_STATED PROBLEM_
Report each line in the rows below that contains the string "blonde", copied in full, with letter case counting in the match.

Labeled-object pointing entries:
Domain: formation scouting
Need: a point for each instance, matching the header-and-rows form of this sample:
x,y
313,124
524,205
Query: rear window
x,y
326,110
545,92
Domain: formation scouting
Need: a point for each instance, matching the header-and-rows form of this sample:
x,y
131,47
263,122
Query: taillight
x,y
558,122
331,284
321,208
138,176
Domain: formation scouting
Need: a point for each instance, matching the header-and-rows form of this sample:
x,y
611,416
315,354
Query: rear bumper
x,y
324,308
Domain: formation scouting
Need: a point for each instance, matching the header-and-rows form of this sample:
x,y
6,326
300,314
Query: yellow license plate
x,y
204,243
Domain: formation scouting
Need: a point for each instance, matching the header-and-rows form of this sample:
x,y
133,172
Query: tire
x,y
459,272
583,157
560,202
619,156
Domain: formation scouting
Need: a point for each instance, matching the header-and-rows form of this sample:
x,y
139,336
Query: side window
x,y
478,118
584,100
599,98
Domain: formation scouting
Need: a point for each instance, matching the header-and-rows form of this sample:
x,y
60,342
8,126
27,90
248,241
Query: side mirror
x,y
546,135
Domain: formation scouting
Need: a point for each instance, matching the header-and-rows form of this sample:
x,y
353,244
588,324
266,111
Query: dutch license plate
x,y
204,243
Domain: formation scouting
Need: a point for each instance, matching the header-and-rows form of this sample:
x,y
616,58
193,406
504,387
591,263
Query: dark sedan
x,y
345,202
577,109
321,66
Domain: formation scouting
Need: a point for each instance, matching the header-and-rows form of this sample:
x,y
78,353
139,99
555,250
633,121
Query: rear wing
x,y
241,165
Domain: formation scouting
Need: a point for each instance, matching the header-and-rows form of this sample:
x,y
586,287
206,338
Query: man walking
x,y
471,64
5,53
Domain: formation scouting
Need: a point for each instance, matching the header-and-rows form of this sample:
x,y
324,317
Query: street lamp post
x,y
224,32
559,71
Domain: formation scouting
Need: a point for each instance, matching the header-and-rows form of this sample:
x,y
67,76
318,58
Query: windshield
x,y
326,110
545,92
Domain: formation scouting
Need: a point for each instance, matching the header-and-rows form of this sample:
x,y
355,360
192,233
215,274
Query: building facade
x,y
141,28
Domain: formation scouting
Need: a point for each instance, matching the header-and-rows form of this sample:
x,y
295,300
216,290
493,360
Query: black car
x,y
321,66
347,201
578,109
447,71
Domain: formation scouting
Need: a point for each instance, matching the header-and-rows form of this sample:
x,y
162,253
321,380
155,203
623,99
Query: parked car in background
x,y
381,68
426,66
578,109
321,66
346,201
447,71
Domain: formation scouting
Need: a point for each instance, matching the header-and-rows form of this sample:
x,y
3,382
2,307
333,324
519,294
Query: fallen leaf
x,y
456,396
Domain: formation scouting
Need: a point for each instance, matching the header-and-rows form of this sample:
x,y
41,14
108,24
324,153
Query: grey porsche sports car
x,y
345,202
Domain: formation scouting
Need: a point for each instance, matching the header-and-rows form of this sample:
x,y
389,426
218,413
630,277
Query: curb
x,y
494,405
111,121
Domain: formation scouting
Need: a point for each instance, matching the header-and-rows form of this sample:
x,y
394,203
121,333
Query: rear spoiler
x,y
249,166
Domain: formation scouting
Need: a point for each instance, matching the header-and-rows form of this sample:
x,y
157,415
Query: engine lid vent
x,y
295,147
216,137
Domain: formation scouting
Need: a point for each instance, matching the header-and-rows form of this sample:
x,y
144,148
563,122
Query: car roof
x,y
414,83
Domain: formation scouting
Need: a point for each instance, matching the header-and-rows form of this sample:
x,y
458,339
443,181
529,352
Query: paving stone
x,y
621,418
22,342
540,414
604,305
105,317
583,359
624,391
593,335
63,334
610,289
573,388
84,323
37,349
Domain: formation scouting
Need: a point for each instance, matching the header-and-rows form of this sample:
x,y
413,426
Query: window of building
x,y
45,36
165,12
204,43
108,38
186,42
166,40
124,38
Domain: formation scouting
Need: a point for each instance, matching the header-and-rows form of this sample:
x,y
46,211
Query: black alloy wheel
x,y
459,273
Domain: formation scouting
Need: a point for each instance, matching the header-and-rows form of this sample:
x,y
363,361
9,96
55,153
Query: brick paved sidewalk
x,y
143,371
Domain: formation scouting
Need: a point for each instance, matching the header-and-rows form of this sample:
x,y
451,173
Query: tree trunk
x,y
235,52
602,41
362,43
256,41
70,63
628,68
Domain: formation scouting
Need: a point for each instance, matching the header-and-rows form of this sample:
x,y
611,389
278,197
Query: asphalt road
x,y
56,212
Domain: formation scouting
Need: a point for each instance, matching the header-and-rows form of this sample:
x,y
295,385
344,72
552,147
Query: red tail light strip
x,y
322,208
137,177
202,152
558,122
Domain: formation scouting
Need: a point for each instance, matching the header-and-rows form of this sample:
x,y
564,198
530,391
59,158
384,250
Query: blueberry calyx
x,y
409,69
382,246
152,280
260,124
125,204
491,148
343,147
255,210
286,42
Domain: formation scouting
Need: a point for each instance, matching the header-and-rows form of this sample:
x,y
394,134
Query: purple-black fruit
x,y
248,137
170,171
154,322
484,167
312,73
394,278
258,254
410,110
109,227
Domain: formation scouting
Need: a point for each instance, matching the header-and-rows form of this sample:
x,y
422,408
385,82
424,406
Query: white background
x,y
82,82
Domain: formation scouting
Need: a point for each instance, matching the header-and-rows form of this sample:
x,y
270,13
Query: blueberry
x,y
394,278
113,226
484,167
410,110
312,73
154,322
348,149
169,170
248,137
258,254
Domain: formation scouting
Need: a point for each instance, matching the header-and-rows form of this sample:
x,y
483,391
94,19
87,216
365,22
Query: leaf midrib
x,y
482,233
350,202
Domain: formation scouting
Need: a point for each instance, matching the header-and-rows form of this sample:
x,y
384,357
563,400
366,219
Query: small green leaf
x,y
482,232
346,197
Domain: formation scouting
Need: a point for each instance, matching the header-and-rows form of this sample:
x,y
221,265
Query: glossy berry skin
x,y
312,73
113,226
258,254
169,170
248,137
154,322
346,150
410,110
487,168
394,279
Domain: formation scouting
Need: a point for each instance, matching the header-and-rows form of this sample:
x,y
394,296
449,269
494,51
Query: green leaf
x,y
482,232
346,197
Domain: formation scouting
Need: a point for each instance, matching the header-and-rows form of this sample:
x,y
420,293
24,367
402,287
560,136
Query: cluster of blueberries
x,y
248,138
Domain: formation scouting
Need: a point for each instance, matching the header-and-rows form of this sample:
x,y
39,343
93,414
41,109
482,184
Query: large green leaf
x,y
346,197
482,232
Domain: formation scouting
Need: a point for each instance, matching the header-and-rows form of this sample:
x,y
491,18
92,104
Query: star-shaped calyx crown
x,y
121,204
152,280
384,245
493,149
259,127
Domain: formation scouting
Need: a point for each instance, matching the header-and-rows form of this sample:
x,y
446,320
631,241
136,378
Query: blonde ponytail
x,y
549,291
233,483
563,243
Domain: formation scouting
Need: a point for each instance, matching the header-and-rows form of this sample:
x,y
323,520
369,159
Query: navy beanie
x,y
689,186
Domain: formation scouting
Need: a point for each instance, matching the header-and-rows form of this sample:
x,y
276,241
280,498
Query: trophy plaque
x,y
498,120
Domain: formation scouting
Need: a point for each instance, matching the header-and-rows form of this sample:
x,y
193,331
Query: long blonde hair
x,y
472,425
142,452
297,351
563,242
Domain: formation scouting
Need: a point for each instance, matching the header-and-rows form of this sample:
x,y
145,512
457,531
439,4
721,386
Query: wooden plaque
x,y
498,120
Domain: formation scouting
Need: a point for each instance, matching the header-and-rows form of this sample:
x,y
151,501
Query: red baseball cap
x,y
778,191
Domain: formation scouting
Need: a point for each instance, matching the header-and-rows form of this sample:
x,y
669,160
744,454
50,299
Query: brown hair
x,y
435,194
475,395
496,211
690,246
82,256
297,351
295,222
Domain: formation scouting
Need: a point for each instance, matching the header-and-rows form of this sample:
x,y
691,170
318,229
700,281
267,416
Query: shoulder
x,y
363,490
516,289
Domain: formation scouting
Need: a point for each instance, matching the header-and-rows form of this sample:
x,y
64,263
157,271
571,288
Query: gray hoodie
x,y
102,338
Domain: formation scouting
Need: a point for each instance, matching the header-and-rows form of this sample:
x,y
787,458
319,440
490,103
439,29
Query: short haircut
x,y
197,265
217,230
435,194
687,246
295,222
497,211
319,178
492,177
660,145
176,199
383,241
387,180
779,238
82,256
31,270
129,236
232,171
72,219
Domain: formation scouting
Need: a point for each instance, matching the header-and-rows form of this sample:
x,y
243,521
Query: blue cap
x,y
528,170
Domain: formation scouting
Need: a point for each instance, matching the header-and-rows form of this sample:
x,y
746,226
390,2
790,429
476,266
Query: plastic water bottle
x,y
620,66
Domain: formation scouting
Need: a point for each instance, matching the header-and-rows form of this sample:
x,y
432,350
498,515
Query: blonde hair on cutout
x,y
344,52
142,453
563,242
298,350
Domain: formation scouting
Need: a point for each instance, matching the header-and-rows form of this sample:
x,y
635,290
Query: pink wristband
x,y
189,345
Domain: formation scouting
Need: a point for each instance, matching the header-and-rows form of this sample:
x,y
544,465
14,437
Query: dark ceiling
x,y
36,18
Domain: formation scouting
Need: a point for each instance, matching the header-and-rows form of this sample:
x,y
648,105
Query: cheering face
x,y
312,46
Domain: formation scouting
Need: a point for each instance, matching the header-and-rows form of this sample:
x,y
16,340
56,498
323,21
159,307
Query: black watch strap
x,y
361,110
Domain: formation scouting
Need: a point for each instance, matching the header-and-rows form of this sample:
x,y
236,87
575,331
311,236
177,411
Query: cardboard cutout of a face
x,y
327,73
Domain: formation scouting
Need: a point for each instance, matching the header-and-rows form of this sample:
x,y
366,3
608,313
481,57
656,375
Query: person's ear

_RESULT OF THE TASK_
Query: blonde ponytail
Query: long blonde hair
Query: blonde hair on cutout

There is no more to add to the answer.